:: Material ::

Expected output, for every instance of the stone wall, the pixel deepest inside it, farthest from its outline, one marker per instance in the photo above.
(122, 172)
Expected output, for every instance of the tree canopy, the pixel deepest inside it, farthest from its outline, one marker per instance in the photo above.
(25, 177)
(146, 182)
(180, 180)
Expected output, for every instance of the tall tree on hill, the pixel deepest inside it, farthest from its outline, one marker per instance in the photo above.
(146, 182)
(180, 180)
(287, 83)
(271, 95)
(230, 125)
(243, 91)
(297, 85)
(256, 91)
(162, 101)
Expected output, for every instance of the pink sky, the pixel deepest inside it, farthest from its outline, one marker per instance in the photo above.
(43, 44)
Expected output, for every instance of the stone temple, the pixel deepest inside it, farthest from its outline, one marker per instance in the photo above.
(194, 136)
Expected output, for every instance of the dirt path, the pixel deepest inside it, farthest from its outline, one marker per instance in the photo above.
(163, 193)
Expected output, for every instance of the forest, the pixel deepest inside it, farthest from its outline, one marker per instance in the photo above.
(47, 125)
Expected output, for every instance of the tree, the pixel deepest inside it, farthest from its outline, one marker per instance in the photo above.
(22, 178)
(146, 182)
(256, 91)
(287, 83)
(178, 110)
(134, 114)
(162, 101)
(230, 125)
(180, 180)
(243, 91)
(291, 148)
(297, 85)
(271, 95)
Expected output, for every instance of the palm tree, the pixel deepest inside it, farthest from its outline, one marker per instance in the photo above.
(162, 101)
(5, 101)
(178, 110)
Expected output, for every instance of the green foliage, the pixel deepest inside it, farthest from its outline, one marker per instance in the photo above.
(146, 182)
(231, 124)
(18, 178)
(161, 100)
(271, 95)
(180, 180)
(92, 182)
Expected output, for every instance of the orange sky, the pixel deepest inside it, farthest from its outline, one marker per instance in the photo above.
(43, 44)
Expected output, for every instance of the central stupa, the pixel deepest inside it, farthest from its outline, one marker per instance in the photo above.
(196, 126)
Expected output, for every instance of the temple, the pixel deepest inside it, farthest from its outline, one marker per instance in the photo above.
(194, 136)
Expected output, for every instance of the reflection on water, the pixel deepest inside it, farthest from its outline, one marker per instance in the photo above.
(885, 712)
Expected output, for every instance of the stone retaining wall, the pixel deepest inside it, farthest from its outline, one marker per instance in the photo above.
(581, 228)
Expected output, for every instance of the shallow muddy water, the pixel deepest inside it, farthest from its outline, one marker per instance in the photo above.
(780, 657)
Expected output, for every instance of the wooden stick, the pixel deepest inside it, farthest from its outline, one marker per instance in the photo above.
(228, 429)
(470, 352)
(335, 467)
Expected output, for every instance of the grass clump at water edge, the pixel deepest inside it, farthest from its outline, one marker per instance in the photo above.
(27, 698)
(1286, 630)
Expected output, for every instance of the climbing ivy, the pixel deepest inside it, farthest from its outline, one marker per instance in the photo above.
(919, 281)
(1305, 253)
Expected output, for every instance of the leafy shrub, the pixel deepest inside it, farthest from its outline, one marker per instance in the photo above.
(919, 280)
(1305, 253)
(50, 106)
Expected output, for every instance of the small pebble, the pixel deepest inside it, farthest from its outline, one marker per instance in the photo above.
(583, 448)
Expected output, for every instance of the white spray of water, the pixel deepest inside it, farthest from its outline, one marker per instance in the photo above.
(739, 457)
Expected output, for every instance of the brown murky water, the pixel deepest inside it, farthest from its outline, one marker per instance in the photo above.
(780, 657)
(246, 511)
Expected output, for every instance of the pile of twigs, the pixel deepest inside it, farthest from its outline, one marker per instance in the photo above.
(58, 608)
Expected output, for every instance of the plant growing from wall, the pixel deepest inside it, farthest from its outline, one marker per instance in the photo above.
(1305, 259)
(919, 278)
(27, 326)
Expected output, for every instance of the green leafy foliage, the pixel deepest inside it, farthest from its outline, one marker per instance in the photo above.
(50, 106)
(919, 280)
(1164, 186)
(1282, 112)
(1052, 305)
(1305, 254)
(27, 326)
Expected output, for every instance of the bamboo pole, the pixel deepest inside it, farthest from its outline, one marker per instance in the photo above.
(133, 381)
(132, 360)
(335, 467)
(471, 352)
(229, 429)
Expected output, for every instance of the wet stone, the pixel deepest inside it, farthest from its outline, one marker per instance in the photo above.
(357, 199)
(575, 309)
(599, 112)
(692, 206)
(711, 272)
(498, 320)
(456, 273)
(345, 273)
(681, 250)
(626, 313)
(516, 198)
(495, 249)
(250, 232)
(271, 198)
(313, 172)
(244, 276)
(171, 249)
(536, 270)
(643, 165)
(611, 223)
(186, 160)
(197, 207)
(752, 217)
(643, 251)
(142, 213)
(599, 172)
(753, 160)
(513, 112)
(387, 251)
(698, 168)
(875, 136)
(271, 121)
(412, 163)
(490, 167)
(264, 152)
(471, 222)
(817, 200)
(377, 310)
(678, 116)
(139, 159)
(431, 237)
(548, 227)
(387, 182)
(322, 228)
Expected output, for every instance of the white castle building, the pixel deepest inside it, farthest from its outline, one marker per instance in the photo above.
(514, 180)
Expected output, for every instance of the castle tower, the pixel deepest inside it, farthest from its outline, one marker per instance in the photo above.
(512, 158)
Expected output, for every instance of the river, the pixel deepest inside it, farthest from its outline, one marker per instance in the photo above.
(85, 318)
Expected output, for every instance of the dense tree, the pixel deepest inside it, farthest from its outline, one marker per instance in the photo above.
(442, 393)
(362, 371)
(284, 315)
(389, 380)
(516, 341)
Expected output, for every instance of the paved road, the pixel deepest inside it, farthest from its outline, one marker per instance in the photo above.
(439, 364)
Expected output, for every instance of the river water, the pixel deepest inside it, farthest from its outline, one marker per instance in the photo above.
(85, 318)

:: Requirement ::
Give exactly the lines from the one with "Expected output, for every instance of the castle" to the end of the entries, nothing before them.

:: Completed task ::
Expected output, for every instance of the castle tower, the pixel deepest inside it, farthest from its outline, one marker per instance in the photo above.
(512, 158)
Expected output, for every instance of the river, the pixel deepest inside it, farthest from its outline, one marker per instance in the photo above.
(85, 318)
Expected output, for every instance of the dense tree, the pixel deepest inside it, farthest from its outline, one marker per instance in the photo above.
(442, 393)
(362, 371)
(284, 315)
(389, 380)
(516, 341)
Expected output, for every instance of the paved road, the pixel deepest inside it, farthest from its outline, one marker per instance in the photo above.
(439, 364)
Expected output, for every instance of the river water, the pixel deepest inside it, farthest from its outline, one marker per instance in the photo above.
(85, 318)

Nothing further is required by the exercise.